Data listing
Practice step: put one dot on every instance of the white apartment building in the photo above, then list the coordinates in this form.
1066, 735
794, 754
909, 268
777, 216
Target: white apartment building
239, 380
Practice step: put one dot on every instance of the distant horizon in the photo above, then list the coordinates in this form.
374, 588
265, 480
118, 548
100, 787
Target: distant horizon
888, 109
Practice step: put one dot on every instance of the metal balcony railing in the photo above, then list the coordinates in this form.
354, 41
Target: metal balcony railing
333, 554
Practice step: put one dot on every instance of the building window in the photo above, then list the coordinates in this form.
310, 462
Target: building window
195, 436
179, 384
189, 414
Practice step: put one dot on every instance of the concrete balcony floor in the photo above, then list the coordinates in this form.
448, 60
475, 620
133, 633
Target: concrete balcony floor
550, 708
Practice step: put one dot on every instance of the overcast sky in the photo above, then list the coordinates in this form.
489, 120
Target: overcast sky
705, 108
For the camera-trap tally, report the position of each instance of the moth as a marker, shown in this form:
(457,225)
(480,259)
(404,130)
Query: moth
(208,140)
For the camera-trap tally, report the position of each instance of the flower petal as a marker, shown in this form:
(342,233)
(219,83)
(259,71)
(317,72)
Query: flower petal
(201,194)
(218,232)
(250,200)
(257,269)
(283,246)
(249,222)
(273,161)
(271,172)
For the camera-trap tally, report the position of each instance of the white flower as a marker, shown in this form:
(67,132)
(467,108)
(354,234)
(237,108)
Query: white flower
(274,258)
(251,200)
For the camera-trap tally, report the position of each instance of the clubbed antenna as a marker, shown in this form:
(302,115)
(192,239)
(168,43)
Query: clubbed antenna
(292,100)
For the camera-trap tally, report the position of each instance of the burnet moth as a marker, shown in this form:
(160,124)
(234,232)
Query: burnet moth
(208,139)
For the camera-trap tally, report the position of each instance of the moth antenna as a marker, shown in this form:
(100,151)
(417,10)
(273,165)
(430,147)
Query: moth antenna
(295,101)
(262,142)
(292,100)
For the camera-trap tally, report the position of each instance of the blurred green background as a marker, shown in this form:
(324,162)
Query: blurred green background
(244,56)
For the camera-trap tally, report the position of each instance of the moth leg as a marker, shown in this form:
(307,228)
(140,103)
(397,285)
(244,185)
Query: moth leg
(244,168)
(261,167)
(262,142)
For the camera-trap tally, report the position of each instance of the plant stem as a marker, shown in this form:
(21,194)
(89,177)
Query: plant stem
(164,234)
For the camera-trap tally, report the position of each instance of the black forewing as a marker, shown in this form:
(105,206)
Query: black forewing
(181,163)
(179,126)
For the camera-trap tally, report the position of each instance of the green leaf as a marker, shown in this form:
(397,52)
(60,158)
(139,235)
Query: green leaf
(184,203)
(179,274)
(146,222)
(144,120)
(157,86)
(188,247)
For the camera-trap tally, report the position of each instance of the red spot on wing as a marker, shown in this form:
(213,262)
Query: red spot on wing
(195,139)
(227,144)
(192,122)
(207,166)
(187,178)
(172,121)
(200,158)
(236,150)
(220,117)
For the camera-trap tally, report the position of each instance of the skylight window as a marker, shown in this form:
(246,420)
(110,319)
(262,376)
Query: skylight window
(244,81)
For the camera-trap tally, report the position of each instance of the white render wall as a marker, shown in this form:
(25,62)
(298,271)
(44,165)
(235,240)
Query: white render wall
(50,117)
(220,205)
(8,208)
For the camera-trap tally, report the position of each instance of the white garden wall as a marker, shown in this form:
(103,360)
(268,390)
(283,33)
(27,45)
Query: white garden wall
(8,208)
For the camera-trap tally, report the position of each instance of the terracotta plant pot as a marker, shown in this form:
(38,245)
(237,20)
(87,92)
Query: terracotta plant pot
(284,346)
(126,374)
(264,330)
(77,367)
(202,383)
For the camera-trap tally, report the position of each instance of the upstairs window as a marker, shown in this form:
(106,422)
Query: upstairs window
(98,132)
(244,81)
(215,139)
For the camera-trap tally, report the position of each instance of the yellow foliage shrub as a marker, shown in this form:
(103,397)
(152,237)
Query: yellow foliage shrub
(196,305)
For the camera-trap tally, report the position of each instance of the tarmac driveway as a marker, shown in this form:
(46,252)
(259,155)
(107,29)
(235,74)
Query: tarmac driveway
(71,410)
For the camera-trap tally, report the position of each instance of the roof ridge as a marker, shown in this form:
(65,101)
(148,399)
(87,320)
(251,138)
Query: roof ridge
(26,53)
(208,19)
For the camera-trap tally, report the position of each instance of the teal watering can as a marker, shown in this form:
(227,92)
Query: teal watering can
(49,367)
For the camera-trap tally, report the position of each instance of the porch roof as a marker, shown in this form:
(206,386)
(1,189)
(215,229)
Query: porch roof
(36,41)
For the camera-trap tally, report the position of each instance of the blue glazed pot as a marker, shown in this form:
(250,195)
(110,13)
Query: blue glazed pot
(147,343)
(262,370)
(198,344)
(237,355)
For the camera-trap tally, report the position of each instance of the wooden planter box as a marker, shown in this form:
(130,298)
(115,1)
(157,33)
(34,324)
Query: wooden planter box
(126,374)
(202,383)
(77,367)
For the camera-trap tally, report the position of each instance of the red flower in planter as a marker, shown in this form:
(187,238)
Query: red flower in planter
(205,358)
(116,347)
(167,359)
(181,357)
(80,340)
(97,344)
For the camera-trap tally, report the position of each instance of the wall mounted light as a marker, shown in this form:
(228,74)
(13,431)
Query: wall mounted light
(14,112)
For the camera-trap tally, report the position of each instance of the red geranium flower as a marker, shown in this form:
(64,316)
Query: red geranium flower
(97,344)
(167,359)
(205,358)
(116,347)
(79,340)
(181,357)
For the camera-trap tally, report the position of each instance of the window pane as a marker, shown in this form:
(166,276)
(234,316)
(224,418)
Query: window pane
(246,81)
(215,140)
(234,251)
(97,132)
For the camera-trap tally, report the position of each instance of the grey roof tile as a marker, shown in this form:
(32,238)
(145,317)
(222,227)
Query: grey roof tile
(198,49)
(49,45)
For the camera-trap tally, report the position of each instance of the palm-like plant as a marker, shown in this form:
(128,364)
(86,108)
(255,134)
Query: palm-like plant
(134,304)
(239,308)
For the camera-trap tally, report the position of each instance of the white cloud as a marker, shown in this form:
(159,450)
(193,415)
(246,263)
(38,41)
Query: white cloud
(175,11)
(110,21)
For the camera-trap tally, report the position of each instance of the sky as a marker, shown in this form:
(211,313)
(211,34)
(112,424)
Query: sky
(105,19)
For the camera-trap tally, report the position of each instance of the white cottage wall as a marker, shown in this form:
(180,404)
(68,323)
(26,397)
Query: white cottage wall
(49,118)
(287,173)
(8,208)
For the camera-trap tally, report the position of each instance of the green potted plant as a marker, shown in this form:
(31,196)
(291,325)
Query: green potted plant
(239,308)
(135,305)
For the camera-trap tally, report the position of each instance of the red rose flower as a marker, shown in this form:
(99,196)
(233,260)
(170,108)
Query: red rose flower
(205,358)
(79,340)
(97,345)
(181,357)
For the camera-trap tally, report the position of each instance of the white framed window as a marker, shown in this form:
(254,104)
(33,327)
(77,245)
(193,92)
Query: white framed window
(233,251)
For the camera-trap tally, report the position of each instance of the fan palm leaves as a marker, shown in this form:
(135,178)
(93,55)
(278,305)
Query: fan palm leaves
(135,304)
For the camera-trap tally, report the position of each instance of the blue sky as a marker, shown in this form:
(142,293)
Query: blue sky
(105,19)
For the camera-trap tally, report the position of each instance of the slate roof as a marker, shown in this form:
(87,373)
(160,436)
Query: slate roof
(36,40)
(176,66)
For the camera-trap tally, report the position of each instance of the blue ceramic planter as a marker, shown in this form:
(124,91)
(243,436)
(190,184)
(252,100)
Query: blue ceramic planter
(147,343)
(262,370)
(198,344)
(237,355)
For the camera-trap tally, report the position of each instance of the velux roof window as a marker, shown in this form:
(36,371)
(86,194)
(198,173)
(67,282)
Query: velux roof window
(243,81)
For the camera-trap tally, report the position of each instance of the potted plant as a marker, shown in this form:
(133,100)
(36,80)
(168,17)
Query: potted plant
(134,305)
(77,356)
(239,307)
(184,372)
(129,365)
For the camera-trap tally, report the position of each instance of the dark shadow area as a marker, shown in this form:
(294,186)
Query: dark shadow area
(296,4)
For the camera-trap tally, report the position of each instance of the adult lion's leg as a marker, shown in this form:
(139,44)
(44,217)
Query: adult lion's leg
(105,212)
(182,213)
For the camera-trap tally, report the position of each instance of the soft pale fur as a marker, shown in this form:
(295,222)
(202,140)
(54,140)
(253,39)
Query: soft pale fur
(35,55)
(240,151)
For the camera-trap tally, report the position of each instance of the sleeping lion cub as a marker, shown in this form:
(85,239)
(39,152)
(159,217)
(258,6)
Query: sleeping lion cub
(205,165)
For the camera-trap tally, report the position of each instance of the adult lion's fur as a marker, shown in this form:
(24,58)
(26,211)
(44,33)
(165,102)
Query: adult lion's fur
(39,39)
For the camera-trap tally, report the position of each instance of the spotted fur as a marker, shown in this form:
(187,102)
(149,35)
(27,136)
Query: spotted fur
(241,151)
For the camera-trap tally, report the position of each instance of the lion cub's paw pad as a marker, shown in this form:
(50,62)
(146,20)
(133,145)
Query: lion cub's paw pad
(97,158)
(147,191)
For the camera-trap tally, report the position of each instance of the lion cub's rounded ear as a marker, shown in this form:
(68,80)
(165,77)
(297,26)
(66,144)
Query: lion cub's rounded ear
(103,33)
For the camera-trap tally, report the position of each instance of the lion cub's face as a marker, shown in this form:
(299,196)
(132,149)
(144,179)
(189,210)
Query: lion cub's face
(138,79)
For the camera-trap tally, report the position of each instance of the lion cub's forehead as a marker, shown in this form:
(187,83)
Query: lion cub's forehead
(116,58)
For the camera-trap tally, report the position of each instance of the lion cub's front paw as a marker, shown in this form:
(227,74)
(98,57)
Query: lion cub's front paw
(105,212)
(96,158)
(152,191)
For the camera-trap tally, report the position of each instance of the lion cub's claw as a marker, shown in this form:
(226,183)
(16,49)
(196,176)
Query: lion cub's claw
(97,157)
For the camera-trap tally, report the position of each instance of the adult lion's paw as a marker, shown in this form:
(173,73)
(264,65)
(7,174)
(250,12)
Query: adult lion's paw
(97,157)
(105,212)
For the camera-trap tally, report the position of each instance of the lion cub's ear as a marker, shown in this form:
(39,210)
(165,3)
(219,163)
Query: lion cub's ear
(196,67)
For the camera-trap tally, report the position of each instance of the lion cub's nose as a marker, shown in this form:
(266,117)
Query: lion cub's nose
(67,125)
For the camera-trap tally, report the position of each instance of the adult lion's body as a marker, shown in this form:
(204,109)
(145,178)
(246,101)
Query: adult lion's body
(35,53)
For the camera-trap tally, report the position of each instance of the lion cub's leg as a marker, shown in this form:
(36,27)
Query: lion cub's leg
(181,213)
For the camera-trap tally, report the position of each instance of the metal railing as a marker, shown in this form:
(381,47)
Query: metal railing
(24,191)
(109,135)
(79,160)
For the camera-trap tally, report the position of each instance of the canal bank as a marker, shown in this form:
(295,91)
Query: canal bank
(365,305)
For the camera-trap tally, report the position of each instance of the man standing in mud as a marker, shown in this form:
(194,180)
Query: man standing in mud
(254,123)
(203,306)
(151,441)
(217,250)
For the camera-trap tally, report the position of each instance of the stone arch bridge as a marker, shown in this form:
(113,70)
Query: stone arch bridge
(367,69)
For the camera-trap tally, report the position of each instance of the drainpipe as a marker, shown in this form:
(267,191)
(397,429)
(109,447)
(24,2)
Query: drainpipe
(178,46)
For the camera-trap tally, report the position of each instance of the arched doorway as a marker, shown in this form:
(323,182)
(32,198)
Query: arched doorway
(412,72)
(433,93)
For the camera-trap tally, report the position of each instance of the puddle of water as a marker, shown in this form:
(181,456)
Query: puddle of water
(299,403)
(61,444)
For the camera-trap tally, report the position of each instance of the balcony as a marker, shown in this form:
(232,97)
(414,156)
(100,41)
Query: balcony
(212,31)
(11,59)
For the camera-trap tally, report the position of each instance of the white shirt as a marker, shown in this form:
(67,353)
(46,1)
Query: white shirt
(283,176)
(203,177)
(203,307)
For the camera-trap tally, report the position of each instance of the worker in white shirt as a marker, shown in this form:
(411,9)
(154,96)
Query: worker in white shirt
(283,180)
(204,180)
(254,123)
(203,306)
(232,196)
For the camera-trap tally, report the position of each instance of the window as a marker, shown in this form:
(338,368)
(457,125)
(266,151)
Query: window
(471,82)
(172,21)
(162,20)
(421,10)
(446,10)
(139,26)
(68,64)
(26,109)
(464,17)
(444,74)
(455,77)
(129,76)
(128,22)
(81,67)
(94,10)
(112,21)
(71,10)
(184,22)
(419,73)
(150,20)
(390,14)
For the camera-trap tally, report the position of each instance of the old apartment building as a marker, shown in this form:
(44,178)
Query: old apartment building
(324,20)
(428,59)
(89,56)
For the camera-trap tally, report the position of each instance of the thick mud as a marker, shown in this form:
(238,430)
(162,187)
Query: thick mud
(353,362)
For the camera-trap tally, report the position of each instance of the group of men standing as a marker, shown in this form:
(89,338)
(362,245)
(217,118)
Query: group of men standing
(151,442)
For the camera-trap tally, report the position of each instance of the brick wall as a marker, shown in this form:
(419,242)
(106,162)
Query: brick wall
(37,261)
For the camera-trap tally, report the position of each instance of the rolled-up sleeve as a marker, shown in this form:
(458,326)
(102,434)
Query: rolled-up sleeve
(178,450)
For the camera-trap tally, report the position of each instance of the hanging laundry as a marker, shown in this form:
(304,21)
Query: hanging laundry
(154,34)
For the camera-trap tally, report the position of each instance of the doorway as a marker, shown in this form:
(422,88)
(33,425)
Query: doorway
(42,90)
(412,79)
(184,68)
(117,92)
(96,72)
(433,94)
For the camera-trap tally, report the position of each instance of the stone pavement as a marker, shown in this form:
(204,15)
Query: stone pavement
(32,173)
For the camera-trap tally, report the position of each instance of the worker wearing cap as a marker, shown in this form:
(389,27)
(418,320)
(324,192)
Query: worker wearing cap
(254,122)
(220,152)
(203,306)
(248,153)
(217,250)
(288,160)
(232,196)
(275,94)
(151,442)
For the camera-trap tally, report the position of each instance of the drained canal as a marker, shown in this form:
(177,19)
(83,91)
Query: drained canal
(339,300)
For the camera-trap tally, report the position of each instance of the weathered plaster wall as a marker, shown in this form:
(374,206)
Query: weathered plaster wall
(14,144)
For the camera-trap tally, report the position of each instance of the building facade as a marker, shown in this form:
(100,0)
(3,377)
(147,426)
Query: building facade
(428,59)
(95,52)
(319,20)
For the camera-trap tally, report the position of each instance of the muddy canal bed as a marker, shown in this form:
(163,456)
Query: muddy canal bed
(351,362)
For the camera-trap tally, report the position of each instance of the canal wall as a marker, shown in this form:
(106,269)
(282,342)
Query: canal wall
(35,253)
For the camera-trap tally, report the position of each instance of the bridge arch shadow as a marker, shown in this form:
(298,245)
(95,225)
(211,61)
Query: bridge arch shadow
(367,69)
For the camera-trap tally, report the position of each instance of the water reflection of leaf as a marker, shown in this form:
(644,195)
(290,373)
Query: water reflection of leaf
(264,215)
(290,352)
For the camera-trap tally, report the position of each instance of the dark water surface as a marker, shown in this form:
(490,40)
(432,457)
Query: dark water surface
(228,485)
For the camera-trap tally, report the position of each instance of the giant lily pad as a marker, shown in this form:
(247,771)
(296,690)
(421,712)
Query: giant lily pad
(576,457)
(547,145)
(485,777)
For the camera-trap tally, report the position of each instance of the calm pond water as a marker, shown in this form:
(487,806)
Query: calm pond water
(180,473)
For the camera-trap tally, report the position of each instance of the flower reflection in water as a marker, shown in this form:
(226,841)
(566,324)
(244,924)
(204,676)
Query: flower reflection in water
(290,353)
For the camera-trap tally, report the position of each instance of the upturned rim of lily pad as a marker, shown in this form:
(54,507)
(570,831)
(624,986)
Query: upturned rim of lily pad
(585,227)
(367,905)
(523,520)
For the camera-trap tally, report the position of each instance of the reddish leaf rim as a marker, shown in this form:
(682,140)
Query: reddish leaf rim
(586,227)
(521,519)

Goal:
Take every line from the one containing "the flower reflection" to the end of the listing and output it exactly, with nothing else.

Problem solution:
For the camera-trap tally, report the position of each instance of the flower reflection in water as a marker, shown in this form:
(226,841)
(566,324)
(244,924)
(204,676)
Query: flower reflection in water
(290,353)
For the camera-trap tally, report the position of each instance of the upturned rim of lily pad as a marker, shown in this form:
(54,507)
(570,831)
(624,986)
Query: upturned rim of lily pad
(585,227)
(367,905)
(523,520)
For the camera-trap tally, report the position of each instance of the reddish leaf rim as a marker, shown in this form:
(682,140)
Query: reddish leaf rim
(586,227)
(521,519)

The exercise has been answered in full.